# REGISTROS DE DADOS
-------

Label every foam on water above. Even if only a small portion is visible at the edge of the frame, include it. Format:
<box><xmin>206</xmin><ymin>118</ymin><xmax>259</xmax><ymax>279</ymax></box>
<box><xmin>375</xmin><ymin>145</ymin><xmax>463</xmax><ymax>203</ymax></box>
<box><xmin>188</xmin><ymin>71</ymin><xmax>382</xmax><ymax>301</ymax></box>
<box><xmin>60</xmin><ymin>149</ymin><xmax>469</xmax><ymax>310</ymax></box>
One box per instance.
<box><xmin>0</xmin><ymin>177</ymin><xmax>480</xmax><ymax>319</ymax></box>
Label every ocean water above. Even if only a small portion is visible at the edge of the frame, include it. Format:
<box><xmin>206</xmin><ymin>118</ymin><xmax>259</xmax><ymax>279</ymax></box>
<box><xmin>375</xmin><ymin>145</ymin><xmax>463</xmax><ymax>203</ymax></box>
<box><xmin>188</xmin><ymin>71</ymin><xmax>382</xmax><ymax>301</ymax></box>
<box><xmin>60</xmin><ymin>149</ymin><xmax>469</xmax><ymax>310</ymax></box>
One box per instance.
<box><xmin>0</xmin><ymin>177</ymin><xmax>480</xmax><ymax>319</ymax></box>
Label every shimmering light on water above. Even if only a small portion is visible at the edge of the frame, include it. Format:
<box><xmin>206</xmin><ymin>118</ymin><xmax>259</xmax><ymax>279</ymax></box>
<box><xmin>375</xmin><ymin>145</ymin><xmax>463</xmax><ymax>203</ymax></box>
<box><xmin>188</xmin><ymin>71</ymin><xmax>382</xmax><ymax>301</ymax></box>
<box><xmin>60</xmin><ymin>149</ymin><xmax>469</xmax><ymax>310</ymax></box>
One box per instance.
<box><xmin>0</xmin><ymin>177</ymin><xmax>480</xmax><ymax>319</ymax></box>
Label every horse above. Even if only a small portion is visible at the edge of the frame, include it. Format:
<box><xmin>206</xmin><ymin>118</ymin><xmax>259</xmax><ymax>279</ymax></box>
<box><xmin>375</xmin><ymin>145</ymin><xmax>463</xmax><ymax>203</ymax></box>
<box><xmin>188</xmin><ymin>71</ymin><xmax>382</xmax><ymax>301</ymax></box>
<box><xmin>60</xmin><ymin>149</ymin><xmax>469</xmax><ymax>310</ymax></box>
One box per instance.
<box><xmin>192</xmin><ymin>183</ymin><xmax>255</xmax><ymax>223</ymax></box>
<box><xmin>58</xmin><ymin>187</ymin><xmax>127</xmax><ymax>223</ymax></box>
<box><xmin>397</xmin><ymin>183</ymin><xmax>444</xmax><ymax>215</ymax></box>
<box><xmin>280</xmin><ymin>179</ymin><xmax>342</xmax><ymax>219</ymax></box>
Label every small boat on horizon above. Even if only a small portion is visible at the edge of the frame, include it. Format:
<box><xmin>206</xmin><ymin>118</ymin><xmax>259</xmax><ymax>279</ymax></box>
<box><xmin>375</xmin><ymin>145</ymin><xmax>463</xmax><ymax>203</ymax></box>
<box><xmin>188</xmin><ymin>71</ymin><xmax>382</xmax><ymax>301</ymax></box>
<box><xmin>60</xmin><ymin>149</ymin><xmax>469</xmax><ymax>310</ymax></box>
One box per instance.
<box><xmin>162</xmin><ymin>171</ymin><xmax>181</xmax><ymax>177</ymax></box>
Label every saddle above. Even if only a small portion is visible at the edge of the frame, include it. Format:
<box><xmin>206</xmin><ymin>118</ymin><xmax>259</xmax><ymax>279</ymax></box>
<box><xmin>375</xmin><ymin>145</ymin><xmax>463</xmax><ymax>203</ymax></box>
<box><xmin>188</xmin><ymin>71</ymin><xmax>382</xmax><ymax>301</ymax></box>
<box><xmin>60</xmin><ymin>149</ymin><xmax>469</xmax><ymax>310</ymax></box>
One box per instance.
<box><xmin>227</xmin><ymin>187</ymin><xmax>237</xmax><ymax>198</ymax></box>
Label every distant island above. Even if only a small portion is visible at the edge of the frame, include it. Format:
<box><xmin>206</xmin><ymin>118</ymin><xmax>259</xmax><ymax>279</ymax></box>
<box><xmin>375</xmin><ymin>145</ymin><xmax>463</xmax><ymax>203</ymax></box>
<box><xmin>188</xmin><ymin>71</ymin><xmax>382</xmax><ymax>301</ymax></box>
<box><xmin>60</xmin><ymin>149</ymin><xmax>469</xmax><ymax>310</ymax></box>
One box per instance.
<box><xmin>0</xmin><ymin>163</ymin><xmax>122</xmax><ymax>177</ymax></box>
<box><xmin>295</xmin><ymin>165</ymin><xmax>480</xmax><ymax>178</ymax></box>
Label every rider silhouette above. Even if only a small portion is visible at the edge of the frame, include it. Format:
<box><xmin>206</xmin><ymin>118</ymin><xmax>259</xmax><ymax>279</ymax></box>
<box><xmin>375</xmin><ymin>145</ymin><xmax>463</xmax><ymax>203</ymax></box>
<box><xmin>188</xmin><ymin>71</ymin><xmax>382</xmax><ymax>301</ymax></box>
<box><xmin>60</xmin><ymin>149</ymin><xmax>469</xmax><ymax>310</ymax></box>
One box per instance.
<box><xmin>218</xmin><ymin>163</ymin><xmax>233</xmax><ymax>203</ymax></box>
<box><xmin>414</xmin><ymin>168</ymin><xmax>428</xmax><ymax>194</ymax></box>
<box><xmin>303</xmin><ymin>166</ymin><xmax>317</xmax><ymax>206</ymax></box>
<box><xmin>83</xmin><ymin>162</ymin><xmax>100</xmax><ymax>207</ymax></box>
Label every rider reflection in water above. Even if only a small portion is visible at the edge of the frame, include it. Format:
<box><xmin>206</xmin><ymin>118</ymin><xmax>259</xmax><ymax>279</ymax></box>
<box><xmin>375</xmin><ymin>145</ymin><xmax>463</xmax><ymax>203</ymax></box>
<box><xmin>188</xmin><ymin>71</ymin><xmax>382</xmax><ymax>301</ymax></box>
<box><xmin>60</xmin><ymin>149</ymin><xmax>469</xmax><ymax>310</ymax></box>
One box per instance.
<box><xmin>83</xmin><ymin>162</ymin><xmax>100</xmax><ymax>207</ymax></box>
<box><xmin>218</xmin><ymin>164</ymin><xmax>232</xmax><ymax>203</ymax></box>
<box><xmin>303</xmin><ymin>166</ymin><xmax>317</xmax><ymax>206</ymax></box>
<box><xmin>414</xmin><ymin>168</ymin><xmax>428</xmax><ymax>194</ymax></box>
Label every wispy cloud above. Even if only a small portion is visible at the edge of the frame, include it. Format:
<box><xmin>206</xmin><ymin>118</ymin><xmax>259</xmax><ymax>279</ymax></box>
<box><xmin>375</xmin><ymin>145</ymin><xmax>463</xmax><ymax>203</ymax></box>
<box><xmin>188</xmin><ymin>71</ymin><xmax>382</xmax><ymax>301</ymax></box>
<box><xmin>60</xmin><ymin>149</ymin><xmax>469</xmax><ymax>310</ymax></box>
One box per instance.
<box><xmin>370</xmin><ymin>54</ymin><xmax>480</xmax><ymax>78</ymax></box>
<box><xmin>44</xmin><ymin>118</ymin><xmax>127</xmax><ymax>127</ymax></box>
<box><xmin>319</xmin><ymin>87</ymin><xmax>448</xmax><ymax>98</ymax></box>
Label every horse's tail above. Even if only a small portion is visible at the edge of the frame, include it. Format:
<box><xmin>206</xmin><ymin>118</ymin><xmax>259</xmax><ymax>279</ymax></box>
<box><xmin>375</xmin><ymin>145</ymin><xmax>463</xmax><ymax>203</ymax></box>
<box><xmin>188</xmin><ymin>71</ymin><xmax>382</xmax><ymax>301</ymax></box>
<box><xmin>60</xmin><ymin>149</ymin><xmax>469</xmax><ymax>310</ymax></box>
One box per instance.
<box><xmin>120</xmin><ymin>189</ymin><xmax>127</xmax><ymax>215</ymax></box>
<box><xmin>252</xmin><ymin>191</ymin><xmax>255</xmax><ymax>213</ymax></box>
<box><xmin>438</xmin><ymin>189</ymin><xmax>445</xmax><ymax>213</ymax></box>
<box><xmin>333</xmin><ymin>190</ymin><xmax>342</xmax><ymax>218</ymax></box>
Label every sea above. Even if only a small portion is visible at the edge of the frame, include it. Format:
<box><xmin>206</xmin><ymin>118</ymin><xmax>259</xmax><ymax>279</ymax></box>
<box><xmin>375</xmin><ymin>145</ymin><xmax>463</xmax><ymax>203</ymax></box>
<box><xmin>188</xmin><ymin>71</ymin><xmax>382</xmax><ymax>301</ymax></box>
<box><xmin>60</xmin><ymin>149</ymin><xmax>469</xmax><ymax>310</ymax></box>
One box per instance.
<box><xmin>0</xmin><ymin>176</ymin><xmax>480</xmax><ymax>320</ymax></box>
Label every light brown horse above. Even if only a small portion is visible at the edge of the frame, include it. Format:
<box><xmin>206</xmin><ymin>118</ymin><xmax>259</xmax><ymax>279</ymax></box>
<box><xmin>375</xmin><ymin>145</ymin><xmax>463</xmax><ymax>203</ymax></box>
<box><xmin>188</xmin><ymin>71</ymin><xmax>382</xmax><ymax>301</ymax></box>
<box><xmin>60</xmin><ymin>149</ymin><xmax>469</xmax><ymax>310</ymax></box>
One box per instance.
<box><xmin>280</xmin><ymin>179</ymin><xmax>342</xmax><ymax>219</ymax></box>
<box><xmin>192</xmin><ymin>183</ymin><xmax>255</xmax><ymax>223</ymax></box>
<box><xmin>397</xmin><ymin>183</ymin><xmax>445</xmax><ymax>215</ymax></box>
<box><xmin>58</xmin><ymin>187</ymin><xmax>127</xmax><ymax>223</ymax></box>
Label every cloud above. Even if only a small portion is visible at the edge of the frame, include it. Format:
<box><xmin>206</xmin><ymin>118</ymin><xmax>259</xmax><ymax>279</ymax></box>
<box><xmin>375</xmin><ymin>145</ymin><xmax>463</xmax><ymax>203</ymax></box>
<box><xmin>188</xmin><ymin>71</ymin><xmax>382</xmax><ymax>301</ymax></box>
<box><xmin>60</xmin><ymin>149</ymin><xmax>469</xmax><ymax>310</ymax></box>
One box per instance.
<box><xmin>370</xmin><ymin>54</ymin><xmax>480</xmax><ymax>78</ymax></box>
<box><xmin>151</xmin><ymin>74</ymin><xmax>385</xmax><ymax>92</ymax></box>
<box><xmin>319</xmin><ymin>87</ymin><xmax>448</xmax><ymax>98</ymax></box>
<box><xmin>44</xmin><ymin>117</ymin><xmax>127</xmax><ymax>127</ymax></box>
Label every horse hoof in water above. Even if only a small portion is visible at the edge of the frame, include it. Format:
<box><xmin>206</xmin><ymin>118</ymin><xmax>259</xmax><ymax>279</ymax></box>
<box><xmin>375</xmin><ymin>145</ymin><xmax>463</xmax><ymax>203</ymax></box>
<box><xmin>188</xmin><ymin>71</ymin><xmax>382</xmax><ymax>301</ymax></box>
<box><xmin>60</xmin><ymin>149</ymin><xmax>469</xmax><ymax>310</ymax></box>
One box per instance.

-------

# TAREFA PROPOSTA
Localize nos registros acima todas as linhas em que aparece a palavra "rider" e copie essas linhas.

# RESPOSTA
Label every rider silhouette above. Even if only a small portion is visible at the edge of the frame, include it. Format:
Label every rider reflection in water above. Even if only a small portion is visible at the edge of the frame, include it. Format:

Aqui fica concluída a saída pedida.